1. Multi-Agent Orchestrator (agents.py)

Purpose: Coordinates 6 specialized agents + 1 coordinator to generate strategic plans.

Architecture:

class MultiAgentOrchestrator:
    def __init__(self, knowledge_store, file_search_store_name):
        self.agents = {
            AgentRole.COORDINATOR: StrategicAgent(...)
            AgentRole.STW_SPORTIVI: StrategicAgent(...)
            AgentRole.STW_STRUTTURALI: StrategicAgent(...)
            AgentRole.STW_MARKETING: StrategicAgent(...)
            AgentRole.STW_SOCIALI: StrategicAgent(...)
            AgentRole.FINANCIAL: StrategicAgent(...)

TASKS TO PERFORM
(1) Do these statements agree with the agents.py excerpt? (a) The orchestrator coordinates six specialized agents and one coordinator. (b) The `__init__` method takes a parameter named `file_search_store_name`. (c) The financial agent is built from a different class than the other agents. Answer yes or no for each, and quote the words from the excerpt that decide it.
(2) Continue the agents.py excerpt from its last line.

GIVEN DATA
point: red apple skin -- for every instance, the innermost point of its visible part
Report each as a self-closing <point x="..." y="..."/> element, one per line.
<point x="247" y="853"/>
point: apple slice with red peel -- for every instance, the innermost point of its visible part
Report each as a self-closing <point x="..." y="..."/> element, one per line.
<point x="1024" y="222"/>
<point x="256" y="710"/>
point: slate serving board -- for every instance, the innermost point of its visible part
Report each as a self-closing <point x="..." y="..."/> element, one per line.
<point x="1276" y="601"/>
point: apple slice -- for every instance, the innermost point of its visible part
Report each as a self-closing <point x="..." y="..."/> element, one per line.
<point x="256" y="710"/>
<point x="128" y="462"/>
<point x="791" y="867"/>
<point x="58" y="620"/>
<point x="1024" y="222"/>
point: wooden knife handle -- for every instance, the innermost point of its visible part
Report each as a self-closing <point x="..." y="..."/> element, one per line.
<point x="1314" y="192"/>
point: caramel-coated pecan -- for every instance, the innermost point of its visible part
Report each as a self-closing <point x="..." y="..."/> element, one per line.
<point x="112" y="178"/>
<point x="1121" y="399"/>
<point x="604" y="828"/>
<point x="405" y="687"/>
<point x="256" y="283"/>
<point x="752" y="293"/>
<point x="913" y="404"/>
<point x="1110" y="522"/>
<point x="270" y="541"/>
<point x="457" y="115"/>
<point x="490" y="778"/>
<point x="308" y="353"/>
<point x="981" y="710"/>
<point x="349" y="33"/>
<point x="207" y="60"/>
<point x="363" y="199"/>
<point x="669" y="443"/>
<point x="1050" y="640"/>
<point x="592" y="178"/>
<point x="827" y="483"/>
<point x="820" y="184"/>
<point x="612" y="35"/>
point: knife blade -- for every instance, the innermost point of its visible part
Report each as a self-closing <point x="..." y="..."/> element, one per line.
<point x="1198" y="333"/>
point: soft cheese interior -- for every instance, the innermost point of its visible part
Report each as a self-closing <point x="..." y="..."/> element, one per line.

ANSWERS BY TASK
(1)
(a) Yes: "Coordinates 6 specialized agents + 1 coordinator to generate strategic plans."
(b) Yes: "def __init__(self, knowledge_store, file_search_store_name):"
(c) No: "AgentRole.FINANCIAL: StrategicAgent(...)"

(2)
        }

    def generate_strategic_plan(self, club_data, parallel=True):
        # Execute agents
        # Synthesize with coordinator
        # Return complete plan

Key Methods:

  • generate_strategic_plan() - Main entry point
  • _generate_sequential() - Execute agents one by one
  • _generate_parallel() - Execute agents concurrently (⚠️ currently fake async)
  • generate_single_section() - Regenerate specific section

Agent Roles:

Role Responsibility Output Section
COORDINATOR Executive summary synthesis executive_summary
STW_SPORTIVI 8 sports objectives (MACRO 1-8) stw_sportivi
STW_STRUTTURALI 2 infrastructure objectives stw_strutturali
STW_MARKETING 4 marketing objectives stw_marketing
STW_SOCIALI 7 social objectives stw_sociali
FINANCIAL Economic-financial plan financial_plan

2. Strategic Agent (agents.py:StrategicAgent)

Purpose: Individual agent that generates content for one domain.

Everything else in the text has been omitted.